A court document filed ahead of Patten’s plea says that between 2014 and 2018 he worked in Washington for the Opposition Bloc, the successor party to Ukraine’s Party of Regions, the pro-Russian party that Manafort once represented. The Opposition Bloc paid Patten more than $1 million for his work during that period, which included lobbying Congress and promoting the party, but he never registered as a foreign agent with the Justice Department.
Prosecutors say Patten also drafted an op-ed for an Opposition Bloc official. Though he is not named in the filing, the official seems to be Serhiy Lyovochkin, an Opposition Bloc lawmaker credited as the author of a February 6
op-ed in
US News and World Report titled “Ukraine Can Win in the Trump Age.” Lyovochkin is the former chief of staff to Viktor Yanukovych, the pro-Russian former Ukrainian president who was Manafort’s main patron in Kiev. Lyovochkin is also reportedly the business partner of Dmitry Firtash, an energy magnate that US prosecutors are
attempting to extradite from Austria on charges he bribed officials in India to obtain mining rights. Firtash disputes the charges.
In 2015, Patten
launched a firm
called Begemot Ventures International with Konstantin Kilimnik, a Russian who long worked for Manafort in Kiev. The firm’s
website says it offers strategic and political advice to clients. Manafort was
convicted of federal tax and bank fraud earlier this month. He faces another trial in September on charges he engaged in illegal foreign lobbying for the Party of Regions.

JOB A.
In the passage on Patten's lobbying work, rewrite the stretch from "A court document" through "the Justice Department.", replacing "foreign agent" with "foreign lobbyist".
JOB B.
Put every line of the listing below into a Markdown table with the columns Number and Listing line, one row per line with its row number, skipping blank lines. Leave the pictures out.

DATA PROVIDED.
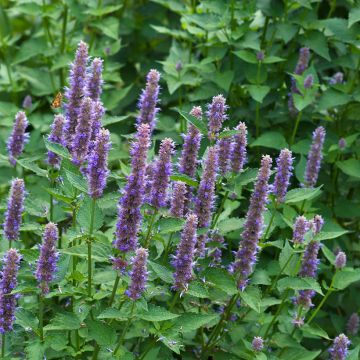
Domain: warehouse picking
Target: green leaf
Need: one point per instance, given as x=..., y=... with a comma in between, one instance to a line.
x=272, y=139
x=162, y=272
x=157, y=313
x=84, y=215
x=57, y=149
x=301, y=194
x=63, y=321
x=350, y=167
x=346, y=277
x=299, y=284
x=258, y=92
x=186, y=179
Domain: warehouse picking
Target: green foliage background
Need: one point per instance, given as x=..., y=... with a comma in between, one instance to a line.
x=216, y=42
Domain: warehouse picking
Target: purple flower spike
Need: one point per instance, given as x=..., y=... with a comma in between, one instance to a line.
x=149, y=99
x=15, y=208
x=339, y=350
x=238, y=155
x=183, y=261
x=246, y=255
x=18, y=137
x=8, y=283
x=301, y=227
x=83, y=132
x=56, y=136
x=309, y=266
x=205, y=198
x=94, y=80
x=314, y=158
x=178, y=199
x=352, y=325
x=257, y=343
x=138, y=274
x=97, y=170
x=188, y=159
x=76, y=90
x=129, y=216
x=340, y=260
x=283, y=174
x=46, y=265
x=217, y=115
x=162, y=172
x=225, y=151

CORRECT OUTPUT A.
A court document filed ahead of Patten’s plea says that between 2014 and 2018 he worked in Washington for the Opposition Bloc, the successor party to Ukraine’s Party of Regions, the pro-Russian party that Manafort once represented. The Opposition Bloc paid Patten more than $1 million for his work during that period, which included lobbying Congress and promoting the party, but he never registered as a foreign lobbyist with the Justice Department.

CORRECT OUTPUT B.
| Number | Listing line |
|---|---|
| 1 | Domain: warehouse picking |
| 2 | Target: green leaf |
| 3 | Need: one point per instance, given as x=..., y=... with a comma in between, one instance to a line. |
| 4 | x=272, y=139 |
| 5 | x=162, y=272 |
| 6 | x=157, y=313 |
| 7 | x=84, y=215 |
| 8 | x=57, y=149 |
| 9 | x=301, y=194 |
| 10 | x=63, y=321 |
| 11 | x=350, y=167 |
| 12 | x=346, y=277 |
| 13 | x=299, y=284 |
| 14 | x=258, y=92 |
| 15 | x=186, y=179 |
| 16 | Domain: warehouse picking |
| 17 | Target: green foliage background |
| 18 | Need: one point per instance, given as x=..., y=... with a comma in between, one instance to a line. |
| 19 | x=216, y=42 |
| 20 | Domain: warehouse picking |
| 21 | Target: purple flower spike |
| 22 | Need: one point per instance, given as x=..., y=... with a comma in between, one instance to a line. |
| 23 | x=149, y=99 |
| 24 | x=15, y=208 |
| 25 | x=339, y=350 |
| 26 | x=238, y=155 |
| 27 | x=183, y=261 |
| 28 | x=246, y=255 |
| 29 | x=18, y=137 |
| 30 | x=8, y=283 |
| 31 | x=301, y=227 |
| 32 | x=83, y=132 |
| 33 | x=56, y=136 |
| 34 | x=309, y=266 |
| 35 | x=205, y=198 |
| 36 | x=94, y=80 |
| 37 | x=314, y=158 |
| 38 | x=178, y=199 |
| 39 | x=352, y=325 |
| 40 | x=257, y=343 |
| 41 | x=138, y=274 |
| 42 | x=97, y=170 |
| 43 | x=188, y=159 |
| 44 | x=76, y=90 |
| 45 | x=129, y=216 |
| 46 | x=340, y=260 |
| 47 | x=283, y=174 |
| 48 | x=46, y=265 |
| 49 | x=217, y=115 |
| 50 | x=162, y=172 |
| 51 | x=225, y=151 |